INSTRUCTIONS FOR THE TASK: Rewrite the records below, changing "Place one point per instance" to "Mark one point for each instance" wherever it occurs and leaving everything else untouched.

WORKING DATA:
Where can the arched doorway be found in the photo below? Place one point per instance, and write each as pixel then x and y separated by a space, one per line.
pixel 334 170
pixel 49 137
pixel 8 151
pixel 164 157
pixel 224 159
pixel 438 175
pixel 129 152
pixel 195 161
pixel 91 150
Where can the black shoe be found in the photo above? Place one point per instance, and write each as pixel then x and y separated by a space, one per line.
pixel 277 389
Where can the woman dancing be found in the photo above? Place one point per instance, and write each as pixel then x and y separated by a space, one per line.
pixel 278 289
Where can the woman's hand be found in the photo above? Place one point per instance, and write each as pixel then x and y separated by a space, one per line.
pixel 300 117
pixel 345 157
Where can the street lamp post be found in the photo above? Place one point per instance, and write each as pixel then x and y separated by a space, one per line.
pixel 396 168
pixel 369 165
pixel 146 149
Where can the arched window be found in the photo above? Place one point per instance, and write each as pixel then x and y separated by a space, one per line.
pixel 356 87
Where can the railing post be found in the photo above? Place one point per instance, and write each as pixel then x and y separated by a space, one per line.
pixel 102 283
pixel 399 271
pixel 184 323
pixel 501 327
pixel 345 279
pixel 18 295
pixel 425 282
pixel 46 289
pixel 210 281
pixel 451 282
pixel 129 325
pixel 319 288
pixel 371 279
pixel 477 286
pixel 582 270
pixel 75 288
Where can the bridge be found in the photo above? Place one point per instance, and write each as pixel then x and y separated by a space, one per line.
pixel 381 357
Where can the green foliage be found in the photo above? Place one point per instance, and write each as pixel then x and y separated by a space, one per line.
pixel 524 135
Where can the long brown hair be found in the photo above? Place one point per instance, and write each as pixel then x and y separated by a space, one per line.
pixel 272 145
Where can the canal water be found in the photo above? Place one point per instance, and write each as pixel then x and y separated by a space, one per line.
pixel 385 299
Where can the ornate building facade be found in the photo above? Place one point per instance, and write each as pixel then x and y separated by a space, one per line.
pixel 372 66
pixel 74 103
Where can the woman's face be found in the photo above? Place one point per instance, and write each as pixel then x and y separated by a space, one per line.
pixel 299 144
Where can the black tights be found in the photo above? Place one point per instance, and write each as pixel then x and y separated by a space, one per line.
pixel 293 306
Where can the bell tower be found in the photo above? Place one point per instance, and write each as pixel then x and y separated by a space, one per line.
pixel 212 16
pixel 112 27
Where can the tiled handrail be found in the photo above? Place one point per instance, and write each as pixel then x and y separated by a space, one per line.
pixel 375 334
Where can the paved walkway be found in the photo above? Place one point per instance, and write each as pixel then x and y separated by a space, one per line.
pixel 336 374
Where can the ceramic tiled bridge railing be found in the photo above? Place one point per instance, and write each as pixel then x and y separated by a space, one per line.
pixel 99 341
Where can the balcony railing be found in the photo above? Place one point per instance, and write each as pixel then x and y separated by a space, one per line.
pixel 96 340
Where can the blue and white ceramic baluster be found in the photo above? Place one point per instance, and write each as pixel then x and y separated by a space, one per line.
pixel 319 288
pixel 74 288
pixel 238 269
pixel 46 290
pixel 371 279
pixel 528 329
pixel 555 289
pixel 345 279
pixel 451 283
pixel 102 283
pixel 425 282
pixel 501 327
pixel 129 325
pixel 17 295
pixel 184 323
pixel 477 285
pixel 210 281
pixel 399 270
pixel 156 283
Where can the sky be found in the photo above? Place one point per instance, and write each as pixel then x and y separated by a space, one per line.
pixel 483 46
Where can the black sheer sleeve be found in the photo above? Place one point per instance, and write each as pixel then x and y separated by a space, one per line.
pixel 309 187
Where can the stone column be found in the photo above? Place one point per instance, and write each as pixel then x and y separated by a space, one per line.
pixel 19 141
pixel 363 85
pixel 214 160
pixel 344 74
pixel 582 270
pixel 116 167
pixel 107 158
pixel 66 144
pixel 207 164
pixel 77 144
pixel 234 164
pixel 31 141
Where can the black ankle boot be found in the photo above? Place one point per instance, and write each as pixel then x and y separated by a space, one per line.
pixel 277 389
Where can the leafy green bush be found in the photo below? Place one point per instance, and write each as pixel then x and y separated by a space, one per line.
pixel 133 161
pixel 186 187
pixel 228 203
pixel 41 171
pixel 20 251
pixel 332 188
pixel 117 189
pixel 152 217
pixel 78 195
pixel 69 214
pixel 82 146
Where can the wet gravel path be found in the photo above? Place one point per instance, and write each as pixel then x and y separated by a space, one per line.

ANSWER TO THIS EXERCISE:
Where can the arched doorway be found in the photo below? Mark one point for each instance, and write each as pixel then x and y separated by a space, one per line.
pixel 334 170
pixel 49 137
pixel 8 151
pixel 164 157
pixel 224 159
pixel 438 175
pixel 129 152
pixel 195 161
pixel 91 150
Where can the black shoe be found in the photo above? Mark one point for each instance, and write each as pixel then x and y separated by a space, one per line.
pixel 277 389
Where can the woman dancing be found in the photo above? Mark one point for each instance, and write each as pixel then x and y separated by a space, one per line.
pixel 278 289
Where can the woman's hand be found in the photo above? Mark one point for each instance, and write each as pixel then x and y separated by a space, one per line.
pixel 300 117
pixel 345 157
Where can the street lamp post be found in the photo above? Mark one point for each instance, and write each as pixel then x and y separated by a space, one per line.
pixel 396 168
pixel 369 165
pixel 146 149
Where can the arched window be found in the photo above? Mark one point for each instance, and write each as pixel then x and y separated by a space, one per line.
pixel 356 87
Where can the railing post be found in the photo above? Mark one point for each instance, and write each as pixel then x and y separated by a space, one per line.
pixel 102 283
pixel 399 271
pixel 184 323
pixel 501 327
pixel 345 279
pixel 18 295
pixel 425 282
pixel 46 289
pixel 210 281
pixel 451 282
pixel 129 325
pixel 319 288
pixel 371 279
pixel 477 286
pixel 582 270
pixel 75 288
Where can the bridge be found in the photo above? Mark one point for each instance, and write each as pixel then x and y separated by a space, one per line.
pixel 381 357
Where can the green foliage be found in the photo above? Mark one point for each instance, and write each as pixel then x and y separated by a space, one per line.
pixel 524 135
Where can the long brown hair be found in the photo above? Mark one point for each instance, and write each as pixel then x and y separated by a space, one per line.
pixel 272 145
Where can the canal water be found in the photo above? Mark one point for each instance, and write each as pixel then x and y separated by a space, one per line.
pixel 385 299
Where can the ornate building facade be found in the photo above? Mark one point for each instance, and write each as pixel then x and y separated by a space, one per line.
pixel 372 66
pixel 74 103
Where can the woman's face be found in the photo above? Mark one point for each instance, and write each as pixel then x and y separated by a space, one per line.
pixel 299 144
Where can the black tights be found in the photo above? Mark one point for each instance, and write each as pixel then x and y separated by a space, one per line.
pixel 293 306
Where can the bell tower be found in the photo above? Mark one point for each instance, and write each as pixel then x and y separated by a space, one per line.
pixel 212 16
pixel 112 27
Where can the tiled handrail be found in the photo above? Mark one point for each instance, and write each as pixel then x and y separated by a space, one per line.
pixel 375 334
Where can the paved walkway be found in the photo above? Mark one point for each instance, and write each as pixel then x and y separated by a space, one per line.
pixel 336 374
Where can the ceramic tiled bridge railing be found in the photo above? Mark one point for each instance, and write each as pixel then x and y separated by a space, one per line.
pixel 99 341
Where can the balcony railing be found in the photo above? Mark one point for each instance, and write each as pixel then x and y separated by a space, one per line.
pixel 96 340
Where can the blue and white ceramic baluster be found in the photo above? Mark one point for each instance, and write each as pixel then x and y separated by a space, one per line.
pixel 319 288
pixel 74 288
pixel 238 269
pixel 46 290
pixel 371 279
pixel 528 329
pixel 555 289
pixel 345 279
pixel 451 283
pixel 102 283
pixel 425 282
pixel 501 327
pixel 129 325
pixel 17 295
pixel 184 323
pixel 477 285
pixel 210 281
pixel 399 270
pixel 156 283
Where can the sky be found in the photo above? Mark one point for each instance, and write each as pixel then x and y separated by a space, one per line.
pixel 483 46
Where can the black sheer sleeve be found in the photo above? Mark one point for each instance, and write each as pixel then x and y separated by a space, one per line.
pixel 309 187
Where can the stone column be found in the photo above? Mark one point for each instance, and write each as pixel then x and y separated by a space, one per line.
pixel 19 141
pixel 363 85
pixel 214 160
pixel 344 74
pixel 582 270
pixel 116 167
pixel 107 158
pixel 66 144
pixel 207 164
pixel 77 144
pixel 234 164
pixel 31 141
Where can the black ankle boot be found in the photo above? Mark one point for each instance, and write each as pixel then x and y separated by a space, one per line.
pixel 277 389
Where can the leafy green bush be found in the photo below? Mark one point for each instance, and write each as pixel then x and y separated by a space, one per line.
pixel 133 161
pixel 186 187
pixel 228 203
pixel 41 171
pixel 20 251
pixel 332 188
pixel 117 189
pixel 152 217
pixel 78 195
pixel 69 214
pixel 82 146
Where can the wet gravel path be found in the photo above? Mark one point for each instance, and write each as pixel then x and y separated by a space, one per line.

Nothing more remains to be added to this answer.